Work task:
The records underneath are to be repeated exactly, with the pictures left out.

Excerpted records:
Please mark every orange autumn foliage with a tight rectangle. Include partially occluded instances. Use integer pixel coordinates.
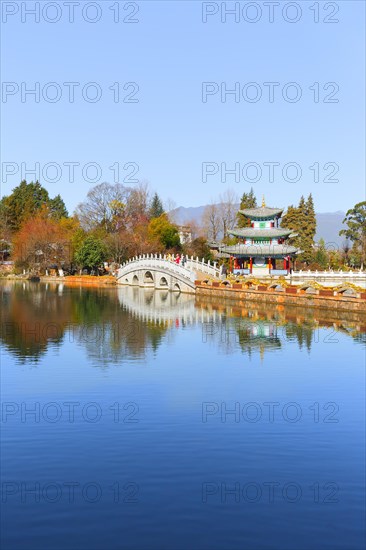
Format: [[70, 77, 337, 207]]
[[13, 207, 73, 273]]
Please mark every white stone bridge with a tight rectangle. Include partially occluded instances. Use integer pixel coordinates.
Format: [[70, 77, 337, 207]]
[[116, 254, 220, 293]]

Answer space:
Please mark every orange autumn foliage with a tight rectangle. Include partially occluded instances. Use integer pixel coordinates.
Format: [[70, 77, 337, 207]]
[[13, 207, 73, 273]]
Please mark every white stone bridge with a tight rectangle. Include partially occluded instances. Use integer pixel coordinates.
Format: [[70, 77, 337, 207]]
[[116, 254, 220, 293]]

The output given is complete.